**INSTRUCTIONS FOR THE TASK**
Update the rows below, replacing each "shelf audit" with "room inventory" and leaving everything else unchanged.

**PROVIDED DATA**
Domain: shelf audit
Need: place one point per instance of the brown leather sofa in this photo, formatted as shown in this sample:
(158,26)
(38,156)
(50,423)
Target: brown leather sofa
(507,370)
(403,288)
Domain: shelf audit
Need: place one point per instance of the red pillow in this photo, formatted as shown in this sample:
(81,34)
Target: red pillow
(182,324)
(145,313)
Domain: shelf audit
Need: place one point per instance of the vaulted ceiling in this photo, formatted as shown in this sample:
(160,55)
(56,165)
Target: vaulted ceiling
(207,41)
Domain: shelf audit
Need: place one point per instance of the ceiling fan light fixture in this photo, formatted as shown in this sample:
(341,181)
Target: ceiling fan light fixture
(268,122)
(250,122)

**SOLUTION**
Domain: room inventory
Need: place one point per instance of the brown leather sofa in this photo, formatted as shown in this sample:
(158,26)
(38,156)
(50,423)
Target: brown leather sofa
(507,370)
(403,288)
Domain: room inventory
Need: place one point per instance of the red pillow in this photo, formatted as shown in this sample:
(81,34)
Target: red pillow
(182,324)
(145,313)
Domain: room inventory
Need: place one point per instance of the vaulted ceiling in this photo, formatted as shown in this sample:
(160,55)
(56,165)
Target: vaulted ceiling
(207,41)
Domain: room inventory
Need: place one point per instance of the ceiling fan light fixture in this photo, formatted as shown in this sample:
(341,181)
Target: ceiling fan light fixture
(268,122)
(250,122)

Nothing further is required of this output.